**Work to complete**
Gather every line of the listing below that contains the string "mouth". Case counts.

**Recorded information**
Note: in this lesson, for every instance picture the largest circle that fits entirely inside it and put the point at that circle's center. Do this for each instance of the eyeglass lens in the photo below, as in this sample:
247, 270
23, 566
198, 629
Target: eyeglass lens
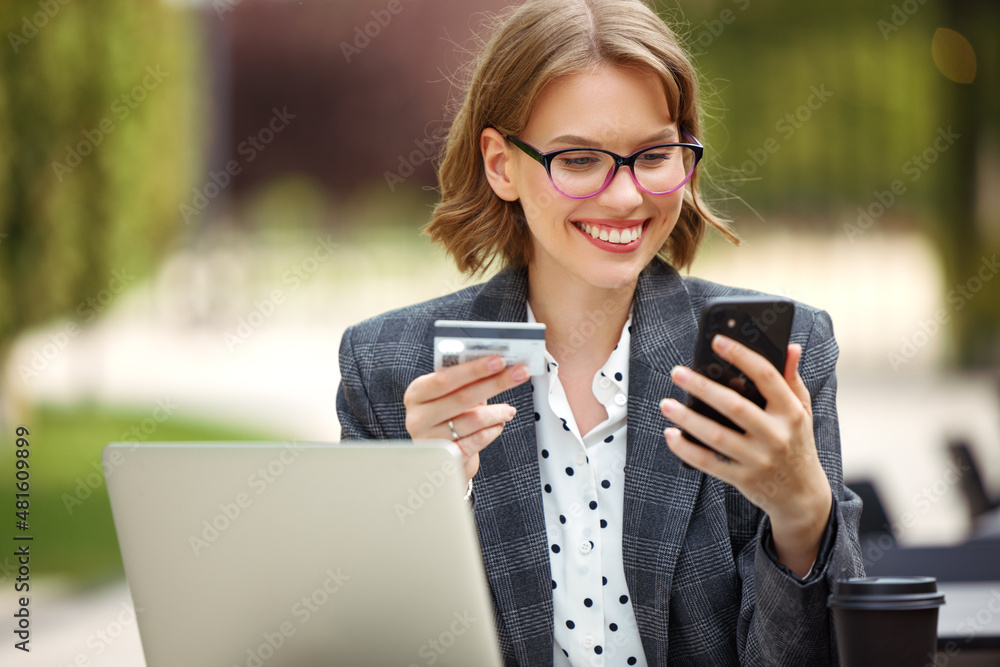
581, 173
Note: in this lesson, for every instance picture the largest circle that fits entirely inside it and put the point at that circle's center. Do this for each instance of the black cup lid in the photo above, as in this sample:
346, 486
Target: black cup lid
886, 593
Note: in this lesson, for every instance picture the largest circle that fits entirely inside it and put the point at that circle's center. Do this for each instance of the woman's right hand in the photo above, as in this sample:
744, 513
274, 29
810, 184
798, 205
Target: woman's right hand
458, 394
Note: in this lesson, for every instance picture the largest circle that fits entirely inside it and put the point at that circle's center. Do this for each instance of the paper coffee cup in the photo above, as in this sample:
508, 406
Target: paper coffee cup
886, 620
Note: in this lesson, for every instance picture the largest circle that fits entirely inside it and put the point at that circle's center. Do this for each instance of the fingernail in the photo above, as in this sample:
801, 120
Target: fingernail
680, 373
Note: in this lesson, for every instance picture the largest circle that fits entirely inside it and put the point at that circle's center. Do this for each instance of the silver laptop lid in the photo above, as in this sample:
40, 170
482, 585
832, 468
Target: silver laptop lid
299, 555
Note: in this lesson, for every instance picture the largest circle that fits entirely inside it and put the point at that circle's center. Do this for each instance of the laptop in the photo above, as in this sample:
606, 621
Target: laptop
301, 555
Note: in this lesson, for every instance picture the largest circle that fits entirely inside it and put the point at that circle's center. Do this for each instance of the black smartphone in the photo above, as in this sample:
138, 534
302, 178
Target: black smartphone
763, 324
...
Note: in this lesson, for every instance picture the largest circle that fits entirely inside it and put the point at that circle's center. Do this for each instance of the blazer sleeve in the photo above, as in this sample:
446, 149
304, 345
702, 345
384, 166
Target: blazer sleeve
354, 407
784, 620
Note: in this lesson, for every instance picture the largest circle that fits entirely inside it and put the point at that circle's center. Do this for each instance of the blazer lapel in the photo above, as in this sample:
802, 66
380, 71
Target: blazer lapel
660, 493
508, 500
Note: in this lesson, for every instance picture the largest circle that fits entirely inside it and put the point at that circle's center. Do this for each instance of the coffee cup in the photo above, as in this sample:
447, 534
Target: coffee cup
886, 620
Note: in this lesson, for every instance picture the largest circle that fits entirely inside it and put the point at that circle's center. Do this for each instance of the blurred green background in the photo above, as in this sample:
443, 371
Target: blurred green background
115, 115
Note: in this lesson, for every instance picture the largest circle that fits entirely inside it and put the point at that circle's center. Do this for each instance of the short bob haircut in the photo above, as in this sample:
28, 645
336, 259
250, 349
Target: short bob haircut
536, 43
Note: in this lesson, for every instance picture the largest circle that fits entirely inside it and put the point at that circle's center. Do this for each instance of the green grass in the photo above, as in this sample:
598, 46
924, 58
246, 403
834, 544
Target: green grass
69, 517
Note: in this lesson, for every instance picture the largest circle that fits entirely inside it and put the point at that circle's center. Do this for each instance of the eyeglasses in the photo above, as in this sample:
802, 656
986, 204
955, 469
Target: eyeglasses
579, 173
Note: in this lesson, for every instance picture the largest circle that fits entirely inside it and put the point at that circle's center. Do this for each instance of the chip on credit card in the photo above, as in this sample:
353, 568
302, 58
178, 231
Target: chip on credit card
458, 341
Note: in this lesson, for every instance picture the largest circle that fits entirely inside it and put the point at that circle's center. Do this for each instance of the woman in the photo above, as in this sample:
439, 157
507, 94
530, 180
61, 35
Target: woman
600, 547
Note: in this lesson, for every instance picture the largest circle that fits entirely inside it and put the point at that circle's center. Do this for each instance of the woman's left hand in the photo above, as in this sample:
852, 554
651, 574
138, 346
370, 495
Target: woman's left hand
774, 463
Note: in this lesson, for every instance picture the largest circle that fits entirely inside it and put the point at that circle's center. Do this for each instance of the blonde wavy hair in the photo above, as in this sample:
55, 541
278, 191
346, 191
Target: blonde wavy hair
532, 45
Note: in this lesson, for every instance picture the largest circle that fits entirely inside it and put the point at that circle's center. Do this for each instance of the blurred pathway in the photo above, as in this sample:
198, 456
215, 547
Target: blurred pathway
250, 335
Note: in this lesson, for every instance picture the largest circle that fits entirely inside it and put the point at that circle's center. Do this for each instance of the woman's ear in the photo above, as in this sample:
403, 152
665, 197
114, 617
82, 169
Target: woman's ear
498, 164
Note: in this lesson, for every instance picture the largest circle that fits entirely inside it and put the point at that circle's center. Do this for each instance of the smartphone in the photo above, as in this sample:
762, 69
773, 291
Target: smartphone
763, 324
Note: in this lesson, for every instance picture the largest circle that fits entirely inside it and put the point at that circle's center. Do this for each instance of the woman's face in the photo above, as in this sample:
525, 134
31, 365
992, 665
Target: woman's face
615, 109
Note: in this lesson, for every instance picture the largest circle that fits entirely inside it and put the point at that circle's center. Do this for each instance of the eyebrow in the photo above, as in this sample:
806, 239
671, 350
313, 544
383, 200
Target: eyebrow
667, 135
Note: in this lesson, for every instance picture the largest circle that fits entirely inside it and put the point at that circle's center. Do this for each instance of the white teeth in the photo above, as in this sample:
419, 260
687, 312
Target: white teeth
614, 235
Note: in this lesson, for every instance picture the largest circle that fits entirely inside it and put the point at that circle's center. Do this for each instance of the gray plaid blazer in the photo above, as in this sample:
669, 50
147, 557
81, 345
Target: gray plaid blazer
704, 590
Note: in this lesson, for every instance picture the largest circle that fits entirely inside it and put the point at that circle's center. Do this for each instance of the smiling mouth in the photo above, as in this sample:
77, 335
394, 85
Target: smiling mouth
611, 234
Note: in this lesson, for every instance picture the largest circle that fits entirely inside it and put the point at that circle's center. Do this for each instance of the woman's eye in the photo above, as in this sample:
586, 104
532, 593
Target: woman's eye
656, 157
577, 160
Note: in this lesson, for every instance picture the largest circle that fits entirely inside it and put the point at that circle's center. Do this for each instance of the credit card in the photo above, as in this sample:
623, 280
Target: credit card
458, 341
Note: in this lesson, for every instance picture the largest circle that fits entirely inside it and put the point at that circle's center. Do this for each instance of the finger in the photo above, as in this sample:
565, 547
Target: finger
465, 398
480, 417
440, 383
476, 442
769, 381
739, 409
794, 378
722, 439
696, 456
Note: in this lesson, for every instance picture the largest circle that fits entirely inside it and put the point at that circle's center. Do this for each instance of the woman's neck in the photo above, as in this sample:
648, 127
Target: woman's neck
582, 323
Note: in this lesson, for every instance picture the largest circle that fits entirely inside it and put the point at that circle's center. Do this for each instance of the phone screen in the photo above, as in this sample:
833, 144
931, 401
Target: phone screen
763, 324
* * *
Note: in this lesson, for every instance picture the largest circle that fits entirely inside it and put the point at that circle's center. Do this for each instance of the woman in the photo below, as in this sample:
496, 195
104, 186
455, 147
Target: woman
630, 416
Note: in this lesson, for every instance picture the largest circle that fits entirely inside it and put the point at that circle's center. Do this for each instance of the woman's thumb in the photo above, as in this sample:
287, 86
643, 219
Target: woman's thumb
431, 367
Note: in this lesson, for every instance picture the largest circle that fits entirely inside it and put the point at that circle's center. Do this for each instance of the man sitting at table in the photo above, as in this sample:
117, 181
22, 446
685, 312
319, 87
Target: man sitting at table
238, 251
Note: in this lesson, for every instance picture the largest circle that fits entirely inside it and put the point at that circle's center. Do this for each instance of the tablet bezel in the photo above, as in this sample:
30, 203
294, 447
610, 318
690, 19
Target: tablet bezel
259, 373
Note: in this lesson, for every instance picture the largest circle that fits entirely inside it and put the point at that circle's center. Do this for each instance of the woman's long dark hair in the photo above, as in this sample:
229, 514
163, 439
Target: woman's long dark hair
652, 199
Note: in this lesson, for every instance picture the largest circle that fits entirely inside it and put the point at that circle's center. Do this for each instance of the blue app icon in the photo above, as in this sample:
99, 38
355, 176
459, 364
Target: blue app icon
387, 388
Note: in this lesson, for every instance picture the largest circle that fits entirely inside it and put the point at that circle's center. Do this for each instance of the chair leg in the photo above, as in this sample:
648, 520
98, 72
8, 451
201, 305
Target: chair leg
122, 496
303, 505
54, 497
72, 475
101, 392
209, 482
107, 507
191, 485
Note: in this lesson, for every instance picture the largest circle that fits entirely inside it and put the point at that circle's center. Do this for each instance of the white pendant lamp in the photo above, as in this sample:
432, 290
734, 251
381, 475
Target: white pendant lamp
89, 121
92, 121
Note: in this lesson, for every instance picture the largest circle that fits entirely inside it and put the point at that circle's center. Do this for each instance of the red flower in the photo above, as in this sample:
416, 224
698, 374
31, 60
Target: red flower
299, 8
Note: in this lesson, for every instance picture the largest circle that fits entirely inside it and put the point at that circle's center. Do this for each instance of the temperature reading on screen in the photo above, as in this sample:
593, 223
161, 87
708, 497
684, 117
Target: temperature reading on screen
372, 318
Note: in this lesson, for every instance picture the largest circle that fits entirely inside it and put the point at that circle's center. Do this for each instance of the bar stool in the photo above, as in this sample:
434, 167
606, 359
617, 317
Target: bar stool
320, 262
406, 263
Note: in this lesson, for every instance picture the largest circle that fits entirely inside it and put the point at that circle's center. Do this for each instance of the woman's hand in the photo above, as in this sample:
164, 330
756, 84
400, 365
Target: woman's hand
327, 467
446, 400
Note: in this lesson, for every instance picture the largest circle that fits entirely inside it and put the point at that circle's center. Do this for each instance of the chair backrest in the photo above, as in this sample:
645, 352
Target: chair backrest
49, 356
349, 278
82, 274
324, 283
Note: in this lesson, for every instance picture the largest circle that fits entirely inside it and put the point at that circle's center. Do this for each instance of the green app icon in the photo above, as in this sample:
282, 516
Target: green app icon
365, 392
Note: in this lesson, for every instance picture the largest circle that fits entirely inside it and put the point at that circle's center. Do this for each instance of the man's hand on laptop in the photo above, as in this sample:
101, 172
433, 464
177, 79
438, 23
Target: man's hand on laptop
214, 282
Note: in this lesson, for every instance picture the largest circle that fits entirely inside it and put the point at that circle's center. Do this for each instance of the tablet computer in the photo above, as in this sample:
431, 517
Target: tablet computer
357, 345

**Exercise output**
Note: in this lesson, for every instance picture the largest circle that fits entirely inside it and put the point at that circle's center. Do this for each instance of the smiling mouth in the photo above, as in this sample:
Target: smiling mouth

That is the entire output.